_Kerjakan ini_. Kutip ulang baris-baris di bawah tanpa perubahan, mulai dari baris pertama sampai baris yang memuat "[[162, 210]]", dengan kedua ujungnya ikut disertakan. Gambar tidak perlu dimasukkan ke dalam jawaban.

_Kumpulan data_.
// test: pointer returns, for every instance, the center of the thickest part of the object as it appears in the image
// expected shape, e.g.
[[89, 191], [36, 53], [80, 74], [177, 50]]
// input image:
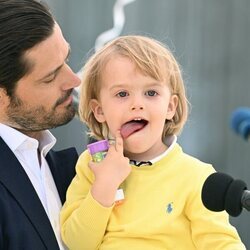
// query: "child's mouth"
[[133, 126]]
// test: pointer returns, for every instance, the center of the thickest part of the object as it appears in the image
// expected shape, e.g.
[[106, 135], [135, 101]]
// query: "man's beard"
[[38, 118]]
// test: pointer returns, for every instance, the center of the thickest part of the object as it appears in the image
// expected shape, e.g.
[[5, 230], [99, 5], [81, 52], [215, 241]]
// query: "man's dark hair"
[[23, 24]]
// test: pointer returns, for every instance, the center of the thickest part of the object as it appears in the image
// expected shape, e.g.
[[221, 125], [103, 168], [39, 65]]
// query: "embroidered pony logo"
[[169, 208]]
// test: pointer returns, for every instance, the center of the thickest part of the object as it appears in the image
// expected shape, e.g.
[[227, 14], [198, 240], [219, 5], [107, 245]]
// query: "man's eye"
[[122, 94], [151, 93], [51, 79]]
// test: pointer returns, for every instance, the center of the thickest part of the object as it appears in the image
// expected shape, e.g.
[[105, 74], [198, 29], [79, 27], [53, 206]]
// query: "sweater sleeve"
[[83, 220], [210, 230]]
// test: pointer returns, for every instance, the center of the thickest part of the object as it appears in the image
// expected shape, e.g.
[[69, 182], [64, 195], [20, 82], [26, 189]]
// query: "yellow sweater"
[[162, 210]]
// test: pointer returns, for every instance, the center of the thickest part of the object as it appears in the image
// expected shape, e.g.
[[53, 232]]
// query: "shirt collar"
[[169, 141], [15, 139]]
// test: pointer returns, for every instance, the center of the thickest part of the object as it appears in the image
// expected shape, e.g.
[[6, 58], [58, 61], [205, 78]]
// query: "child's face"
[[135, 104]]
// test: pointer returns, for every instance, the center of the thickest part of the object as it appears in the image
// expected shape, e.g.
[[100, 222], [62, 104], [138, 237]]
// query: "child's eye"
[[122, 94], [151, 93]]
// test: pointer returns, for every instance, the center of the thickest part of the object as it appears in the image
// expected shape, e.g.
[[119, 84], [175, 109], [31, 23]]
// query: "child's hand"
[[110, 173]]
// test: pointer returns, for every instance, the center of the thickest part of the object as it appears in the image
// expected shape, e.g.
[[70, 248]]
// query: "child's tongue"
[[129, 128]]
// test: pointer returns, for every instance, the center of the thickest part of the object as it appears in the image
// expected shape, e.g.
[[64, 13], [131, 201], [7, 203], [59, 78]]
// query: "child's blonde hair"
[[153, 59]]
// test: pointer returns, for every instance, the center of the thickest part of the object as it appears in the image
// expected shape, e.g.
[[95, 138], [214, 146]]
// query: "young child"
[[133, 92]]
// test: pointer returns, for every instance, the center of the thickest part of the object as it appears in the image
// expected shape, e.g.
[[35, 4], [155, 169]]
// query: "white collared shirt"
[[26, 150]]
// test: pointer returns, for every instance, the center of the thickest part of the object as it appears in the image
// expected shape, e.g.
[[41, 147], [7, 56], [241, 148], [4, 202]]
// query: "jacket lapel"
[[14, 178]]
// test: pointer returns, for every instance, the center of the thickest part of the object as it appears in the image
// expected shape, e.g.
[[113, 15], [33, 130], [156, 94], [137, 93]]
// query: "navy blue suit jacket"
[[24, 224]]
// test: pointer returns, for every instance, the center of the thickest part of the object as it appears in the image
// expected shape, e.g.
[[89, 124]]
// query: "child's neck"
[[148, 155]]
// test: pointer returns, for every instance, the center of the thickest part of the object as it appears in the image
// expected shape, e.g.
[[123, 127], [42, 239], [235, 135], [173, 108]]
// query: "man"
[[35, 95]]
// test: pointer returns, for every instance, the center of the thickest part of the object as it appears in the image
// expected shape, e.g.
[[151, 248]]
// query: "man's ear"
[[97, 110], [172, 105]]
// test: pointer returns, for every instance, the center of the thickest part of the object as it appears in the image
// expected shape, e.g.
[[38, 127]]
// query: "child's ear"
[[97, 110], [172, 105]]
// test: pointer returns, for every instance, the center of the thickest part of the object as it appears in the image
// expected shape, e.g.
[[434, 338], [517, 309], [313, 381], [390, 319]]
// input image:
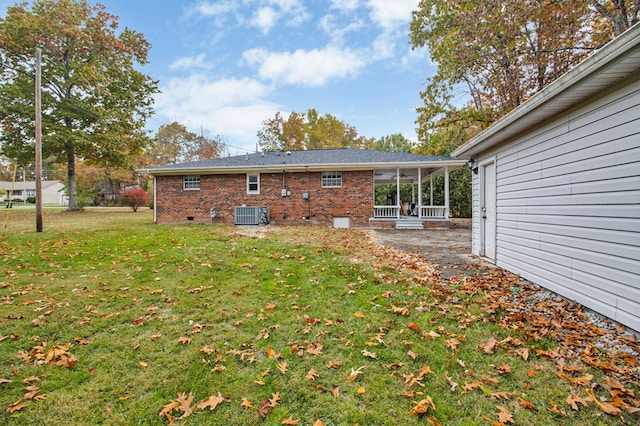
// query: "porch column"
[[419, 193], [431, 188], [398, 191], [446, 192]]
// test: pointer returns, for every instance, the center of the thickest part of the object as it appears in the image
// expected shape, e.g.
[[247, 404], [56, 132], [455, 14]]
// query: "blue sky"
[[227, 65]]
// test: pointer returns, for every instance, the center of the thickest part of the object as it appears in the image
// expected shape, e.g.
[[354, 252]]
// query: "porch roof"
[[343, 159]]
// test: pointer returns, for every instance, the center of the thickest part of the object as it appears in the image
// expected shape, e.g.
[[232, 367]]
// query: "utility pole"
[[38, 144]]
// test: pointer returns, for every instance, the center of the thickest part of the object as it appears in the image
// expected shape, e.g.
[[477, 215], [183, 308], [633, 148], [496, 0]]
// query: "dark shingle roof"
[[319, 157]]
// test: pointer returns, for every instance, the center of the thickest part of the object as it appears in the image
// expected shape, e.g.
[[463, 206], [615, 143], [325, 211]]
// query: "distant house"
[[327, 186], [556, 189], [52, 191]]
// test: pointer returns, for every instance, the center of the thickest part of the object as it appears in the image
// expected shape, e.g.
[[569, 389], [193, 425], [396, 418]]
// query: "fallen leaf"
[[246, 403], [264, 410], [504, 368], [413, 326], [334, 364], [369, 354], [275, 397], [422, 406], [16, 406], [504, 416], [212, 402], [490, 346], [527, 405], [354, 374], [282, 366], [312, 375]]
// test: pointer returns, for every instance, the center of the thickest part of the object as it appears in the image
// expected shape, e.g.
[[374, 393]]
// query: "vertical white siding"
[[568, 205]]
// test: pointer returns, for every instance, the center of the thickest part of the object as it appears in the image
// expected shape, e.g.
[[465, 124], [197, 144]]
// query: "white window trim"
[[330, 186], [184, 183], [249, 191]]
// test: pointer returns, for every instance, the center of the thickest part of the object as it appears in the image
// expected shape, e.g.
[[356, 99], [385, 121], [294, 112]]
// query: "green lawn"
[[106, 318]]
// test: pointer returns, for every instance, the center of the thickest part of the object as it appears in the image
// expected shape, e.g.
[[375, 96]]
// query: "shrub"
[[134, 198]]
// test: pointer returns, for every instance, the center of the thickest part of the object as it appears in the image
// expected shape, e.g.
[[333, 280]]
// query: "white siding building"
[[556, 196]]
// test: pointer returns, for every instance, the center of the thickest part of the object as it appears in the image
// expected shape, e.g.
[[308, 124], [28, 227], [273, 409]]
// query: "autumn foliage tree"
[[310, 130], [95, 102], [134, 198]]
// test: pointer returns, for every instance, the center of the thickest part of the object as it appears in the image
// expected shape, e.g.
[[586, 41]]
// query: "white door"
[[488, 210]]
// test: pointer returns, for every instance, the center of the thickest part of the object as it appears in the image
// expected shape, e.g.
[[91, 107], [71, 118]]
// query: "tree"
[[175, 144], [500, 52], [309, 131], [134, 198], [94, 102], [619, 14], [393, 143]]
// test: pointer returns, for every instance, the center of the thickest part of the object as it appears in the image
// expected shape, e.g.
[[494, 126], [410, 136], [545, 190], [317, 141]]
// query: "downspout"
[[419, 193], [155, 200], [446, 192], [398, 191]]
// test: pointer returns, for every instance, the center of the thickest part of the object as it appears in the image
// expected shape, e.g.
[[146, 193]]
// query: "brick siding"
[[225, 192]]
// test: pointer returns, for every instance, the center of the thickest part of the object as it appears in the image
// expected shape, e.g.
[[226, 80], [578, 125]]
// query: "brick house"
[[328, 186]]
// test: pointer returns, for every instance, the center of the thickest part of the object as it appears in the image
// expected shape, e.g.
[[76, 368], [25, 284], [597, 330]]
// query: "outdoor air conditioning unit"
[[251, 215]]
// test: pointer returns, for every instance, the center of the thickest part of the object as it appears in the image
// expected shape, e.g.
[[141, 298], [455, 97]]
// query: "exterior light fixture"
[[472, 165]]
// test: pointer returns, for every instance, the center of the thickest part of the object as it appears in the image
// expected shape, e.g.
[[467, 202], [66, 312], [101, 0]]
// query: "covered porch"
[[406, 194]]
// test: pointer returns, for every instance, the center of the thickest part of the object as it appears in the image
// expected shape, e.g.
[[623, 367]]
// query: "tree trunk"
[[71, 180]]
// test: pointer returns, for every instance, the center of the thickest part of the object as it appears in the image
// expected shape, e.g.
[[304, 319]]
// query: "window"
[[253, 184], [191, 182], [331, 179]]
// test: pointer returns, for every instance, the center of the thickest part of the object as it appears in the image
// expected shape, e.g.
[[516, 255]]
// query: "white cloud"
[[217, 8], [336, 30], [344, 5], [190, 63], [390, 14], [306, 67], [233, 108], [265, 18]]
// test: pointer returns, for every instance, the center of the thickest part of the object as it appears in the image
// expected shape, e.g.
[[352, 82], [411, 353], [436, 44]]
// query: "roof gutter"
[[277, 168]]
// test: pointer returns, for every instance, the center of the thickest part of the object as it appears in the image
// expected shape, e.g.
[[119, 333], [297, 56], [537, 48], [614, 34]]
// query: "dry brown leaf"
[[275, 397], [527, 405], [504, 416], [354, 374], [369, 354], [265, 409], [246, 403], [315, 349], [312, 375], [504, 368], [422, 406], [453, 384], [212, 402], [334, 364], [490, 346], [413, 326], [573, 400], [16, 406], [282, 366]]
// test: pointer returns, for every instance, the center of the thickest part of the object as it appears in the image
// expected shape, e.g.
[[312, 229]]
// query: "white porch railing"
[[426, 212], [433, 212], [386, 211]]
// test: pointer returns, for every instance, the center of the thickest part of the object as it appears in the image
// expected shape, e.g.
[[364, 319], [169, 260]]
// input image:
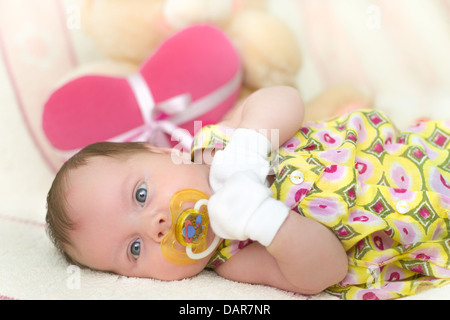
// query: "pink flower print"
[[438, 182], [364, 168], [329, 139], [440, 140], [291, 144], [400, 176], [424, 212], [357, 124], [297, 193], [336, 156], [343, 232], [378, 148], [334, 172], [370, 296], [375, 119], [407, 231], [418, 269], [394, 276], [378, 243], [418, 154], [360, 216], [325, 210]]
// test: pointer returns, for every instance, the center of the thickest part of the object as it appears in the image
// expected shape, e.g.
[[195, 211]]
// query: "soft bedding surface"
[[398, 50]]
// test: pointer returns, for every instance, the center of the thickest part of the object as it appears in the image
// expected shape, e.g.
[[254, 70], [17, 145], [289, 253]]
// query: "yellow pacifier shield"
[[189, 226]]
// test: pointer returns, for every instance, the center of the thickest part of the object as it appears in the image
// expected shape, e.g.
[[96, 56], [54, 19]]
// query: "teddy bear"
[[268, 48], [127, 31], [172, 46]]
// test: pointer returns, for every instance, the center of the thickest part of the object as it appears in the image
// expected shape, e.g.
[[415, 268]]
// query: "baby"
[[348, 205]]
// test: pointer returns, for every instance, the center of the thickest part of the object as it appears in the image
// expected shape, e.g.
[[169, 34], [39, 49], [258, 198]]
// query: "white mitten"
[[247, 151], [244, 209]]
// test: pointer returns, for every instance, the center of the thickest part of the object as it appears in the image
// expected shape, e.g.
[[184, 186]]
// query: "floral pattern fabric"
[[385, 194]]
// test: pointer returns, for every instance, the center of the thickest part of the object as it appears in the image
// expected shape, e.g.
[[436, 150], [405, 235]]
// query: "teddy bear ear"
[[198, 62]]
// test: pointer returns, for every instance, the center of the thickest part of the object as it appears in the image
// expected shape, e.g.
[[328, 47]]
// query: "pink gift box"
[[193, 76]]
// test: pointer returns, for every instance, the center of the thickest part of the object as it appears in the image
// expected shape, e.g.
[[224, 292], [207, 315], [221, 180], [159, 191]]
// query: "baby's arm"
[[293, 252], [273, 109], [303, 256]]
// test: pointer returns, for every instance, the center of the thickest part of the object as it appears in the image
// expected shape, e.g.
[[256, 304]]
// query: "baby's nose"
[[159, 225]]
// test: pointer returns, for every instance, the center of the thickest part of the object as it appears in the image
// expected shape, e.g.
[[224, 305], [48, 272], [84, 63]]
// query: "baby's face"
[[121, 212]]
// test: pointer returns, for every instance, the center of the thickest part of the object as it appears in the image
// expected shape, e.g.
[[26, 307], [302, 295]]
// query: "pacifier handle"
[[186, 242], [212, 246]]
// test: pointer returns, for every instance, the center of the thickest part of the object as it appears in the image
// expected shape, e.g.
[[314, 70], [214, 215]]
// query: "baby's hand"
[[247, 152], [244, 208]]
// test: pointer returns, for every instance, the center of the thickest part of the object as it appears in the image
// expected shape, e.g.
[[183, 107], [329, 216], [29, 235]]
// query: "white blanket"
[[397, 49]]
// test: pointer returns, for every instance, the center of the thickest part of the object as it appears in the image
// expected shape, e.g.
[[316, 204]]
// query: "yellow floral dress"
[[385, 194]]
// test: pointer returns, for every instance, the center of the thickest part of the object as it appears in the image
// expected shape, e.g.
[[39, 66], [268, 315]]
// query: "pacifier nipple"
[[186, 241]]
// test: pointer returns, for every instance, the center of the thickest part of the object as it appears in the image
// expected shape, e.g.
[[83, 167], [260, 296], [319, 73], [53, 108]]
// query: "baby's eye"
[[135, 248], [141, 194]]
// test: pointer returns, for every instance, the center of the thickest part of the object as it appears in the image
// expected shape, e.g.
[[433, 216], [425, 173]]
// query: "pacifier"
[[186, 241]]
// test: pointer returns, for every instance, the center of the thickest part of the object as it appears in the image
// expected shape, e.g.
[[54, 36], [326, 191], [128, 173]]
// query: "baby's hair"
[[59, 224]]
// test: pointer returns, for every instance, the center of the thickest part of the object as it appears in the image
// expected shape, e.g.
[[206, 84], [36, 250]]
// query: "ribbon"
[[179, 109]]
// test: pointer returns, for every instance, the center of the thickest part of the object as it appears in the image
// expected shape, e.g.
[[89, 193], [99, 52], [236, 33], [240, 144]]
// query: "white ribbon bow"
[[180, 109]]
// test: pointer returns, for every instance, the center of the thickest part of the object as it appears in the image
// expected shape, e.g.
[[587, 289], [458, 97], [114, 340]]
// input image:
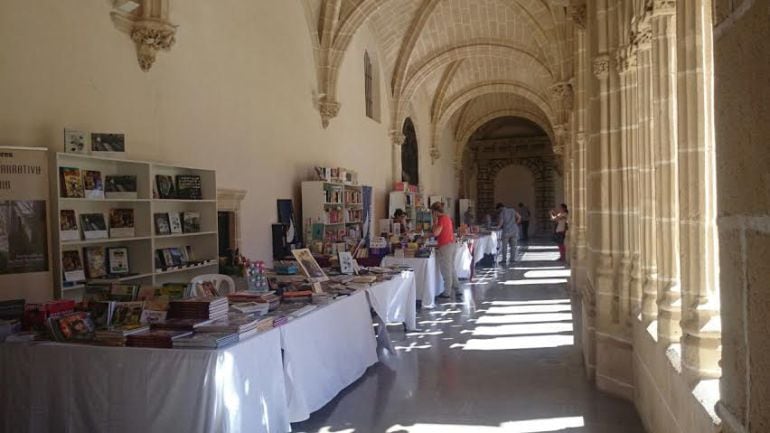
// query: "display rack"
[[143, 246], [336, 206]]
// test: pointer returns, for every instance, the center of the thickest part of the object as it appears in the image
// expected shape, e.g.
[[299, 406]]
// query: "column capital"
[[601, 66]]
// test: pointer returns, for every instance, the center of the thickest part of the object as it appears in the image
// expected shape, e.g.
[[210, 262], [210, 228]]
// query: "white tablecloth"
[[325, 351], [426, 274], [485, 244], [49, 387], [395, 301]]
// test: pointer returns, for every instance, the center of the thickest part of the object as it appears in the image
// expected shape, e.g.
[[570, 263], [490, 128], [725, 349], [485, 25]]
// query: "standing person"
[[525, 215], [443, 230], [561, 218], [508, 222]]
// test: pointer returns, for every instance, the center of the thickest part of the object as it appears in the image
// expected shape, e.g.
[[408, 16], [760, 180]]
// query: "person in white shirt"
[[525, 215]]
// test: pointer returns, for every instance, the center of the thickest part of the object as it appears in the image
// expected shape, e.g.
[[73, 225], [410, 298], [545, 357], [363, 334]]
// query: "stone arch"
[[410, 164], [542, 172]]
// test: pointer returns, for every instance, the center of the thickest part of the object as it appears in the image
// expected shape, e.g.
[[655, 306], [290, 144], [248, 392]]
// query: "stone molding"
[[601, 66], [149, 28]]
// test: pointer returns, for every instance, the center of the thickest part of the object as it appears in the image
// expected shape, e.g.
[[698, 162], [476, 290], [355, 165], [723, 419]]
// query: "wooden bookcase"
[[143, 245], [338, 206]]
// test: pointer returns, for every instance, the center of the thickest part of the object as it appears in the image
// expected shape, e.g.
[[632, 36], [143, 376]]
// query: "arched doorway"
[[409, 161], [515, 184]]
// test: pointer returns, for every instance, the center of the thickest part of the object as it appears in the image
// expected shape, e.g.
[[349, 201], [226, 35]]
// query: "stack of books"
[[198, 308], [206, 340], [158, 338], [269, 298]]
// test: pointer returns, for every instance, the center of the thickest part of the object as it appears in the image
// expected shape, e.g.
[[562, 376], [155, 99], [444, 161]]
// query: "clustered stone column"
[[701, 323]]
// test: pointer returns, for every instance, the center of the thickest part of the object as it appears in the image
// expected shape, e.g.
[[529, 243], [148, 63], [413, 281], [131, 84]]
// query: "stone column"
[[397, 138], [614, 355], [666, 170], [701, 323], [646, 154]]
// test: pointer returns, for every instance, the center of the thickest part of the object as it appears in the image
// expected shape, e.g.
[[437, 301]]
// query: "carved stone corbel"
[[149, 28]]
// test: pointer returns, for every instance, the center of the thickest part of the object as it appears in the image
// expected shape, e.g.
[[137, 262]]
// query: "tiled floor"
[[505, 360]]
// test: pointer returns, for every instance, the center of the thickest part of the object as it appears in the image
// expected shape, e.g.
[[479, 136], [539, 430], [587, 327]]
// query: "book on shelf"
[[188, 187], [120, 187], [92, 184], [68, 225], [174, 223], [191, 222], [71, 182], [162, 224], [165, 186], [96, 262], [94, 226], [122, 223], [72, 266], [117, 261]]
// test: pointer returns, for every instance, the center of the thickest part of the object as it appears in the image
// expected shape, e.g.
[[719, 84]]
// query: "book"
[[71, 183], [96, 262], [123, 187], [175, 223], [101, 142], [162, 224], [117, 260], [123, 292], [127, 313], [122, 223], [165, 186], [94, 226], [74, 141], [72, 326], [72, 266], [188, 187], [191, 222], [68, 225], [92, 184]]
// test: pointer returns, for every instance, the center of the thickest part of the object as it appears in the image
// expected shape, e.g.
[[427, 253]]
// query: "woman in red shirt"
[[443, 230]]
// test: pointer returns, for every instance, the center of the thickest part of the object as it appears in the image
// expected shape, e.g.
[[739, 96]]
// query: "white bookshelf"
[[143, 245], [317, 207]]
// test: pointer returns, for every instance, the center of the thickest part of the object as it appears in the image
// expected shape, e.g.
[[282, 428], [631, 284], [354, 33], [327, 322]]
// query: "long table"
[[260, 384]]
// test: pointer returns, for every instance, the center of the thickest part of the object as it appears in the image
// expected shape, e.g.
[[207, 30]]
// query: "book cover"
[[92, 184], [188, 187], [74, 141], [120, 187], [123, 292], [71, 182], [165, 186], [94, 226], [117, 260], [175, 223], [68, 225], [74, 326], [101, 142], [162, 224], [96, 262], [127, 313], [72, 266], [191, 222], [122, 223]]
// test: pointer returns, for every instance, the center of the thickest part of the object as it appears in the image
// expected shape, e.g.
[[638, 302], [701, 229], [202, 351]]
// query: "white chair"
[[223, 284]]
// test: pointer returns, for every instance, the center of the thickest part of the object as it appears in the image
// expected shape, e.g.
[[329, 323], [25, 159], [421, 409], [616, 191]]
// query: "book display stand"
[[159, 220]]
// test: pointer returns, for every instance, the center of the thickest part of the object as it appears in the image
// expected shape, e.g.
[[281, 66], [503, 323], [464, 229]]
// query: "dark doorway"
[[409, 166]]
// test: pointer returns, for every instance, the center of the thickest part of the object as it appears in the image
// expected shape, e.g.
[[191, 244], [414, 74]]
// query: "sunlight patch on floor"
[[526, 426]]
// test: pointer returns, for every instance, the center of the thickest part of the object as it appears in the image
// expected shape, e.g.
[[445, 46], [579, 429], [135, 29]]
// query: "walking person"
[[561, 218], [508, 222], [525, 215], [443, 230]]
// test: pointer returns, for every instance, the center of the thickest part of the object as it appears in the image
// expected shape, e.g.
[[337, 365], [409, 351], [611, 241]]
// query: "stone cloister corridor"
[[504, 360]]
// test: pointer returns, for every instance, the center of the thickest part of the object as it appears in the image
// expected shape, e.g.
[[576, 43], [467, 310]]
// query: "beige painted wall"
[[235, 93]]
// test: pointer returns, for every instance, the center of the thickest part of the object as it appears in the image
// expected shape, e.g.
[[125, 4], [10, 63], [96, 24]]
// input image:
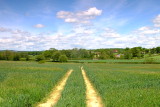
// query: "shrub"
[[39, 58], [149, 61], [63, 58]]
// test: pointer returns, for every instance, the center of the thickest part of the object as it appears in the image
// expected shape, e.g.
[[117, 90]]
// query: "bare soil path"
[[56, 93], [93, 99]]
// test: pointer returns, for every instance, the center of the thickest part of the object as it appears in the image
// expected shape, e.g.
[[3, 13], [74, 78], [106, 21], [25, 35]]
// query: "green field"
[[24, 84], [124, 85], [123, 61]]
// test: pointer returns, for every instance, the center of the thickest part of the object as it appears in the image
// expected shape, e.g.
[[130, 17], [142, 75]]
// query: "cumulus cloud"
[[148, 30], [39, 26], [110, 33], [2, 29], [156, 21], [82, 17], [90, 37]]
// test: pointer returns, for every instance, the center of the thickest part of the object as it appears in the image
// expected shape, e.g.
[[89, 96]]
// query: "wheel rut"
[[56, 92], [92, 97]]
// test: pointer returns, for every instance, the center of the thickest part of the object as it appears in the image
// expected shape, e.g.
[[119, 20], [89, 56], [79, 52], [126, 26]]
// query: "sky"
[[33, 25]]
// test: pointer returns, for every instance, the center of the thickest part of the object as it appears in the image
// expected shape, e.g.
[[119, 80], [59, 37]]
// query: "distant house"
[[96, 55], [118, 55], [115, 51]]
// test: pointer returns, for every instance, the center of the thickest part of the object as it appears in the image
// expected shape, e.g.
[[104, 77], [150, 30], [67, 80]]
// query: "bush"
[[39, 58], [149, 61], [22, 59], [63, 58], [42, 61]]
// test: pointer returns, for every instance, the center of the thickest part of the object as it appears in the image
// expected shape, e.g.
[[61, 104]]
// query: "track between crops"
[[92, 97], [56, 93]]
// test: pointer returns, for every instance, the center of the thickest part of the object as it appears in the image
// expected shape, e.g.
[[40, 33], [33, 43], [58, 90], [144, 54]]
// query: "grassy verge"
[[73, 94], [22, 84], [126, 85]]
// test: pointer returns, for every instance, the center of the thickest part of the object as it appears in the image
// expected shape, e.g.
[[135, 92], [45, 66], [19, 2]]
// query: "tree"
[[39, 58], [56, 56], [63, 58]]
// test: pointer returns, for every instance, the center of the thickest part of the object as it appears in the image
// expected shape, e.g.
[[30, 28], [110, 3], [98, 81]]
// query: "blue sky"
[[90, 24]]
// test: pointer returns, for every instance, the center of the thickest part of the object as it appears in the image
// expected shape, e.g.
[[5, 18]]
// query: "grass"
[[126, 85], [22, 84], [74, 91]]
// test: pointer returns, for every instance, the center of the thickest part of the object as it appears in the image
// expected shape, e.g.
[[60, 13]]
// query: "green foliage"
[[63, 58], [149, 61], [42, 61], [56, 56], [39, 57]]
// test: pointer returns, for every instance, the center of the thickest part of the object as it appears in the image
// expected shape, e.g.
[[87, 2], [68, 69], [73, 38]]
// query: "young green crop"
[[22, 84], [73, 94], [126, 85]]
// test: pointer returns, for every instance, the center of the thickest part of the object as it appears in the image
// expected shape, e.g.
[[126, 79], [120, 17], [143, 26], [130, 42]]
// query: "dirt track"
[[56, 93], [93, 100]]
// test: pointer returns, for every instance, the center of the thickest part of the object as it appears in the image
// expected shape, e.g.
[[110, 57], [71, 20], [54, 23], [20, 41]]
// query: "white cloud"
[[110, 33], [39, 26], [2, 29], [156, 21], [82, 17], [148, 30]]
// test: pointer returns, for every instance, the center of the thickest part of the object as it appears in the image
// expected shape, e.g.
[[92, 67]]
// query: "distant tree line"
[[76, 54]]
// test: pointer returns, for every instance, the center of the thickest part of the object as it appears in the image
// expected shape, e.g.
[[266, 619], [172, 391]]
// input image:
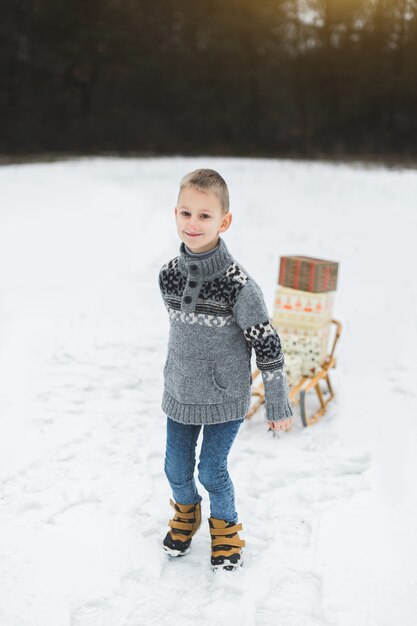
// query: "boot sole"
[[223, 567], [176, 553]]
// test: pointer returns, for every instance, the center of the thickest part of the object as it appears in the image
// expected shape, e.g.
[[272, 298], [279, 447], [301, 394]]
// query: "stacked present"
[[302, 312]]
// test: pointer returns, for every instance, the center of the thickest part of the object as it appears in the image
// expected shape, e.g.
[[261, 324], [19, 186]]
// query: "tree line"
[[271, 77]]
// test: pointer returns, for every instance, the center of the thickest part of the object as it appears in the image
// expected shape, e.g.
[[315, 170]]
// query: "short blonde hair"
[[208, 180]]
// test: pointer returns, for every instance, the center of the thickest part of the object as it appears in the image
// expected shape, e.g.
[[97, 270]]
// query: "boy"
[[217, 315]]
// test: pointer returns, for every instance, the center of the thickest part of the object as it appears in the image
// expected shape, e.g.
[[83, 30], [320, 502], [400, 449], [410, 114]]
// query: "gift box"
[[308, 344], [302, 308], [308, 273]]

_Penyelesaian masalah_.
// test: pointer returns, for every instance, the center of the thickest part of the object as it appears in the image
// expected shape, e.g.
[[89, 191], [36, 53], [80, 74], [177, 50]]
// input image:
// query: "child's mouth"
[[133, 126]]
// test: pointer returns, for every instance, the center of the thickest part of the object as it appears in the image
// expected shape, e.g.
[[106, 135], [135, 101]]
// query: "man's beard"
[[38, 118]]
// test: pointer returns, for every instance, the center of the thickest part of the object as it appears in the image
// expected shape, e.g.
[[5, 230], [99, 5], [81, 52], [215, 241]]
// query: "man's dark hair"
[[23, 24]]
// test: pointer returns, for every instance, the center of the thickest part of the object as it appears in the image
// expected shape, e.g.
[[221, 125], [103, 168], [39, 65]]
// query: "embroidered pony logo"
[[169, 208]]
// test: pointer returns, for every instance, the center of the thickest part of the object as it appears in the image
// expected shape, e.g.
[[227, 14], [198, 240], [219, 5], [107, 245]]
// query: "man's eye"
[[122, 94], [151, 93], [51, 79]]
// test: pointer returns, for every instance, the center of the thickest part of the object as it appears in the image
// expected shape, e.g.
[[105, 74], [198, 29], [79, 27], [53, 206]]
// query: "sweater sleeve"
[[83, 220], [210, 230]]
// test: pointer returns, for every instance, the center of the thickest part of the object as it appears in the image
// expected shape, e.g.
[[69, 182], [64, 195], [20, 82], [26, 189]]
// query: "yellow sweater"
[[162, 210]]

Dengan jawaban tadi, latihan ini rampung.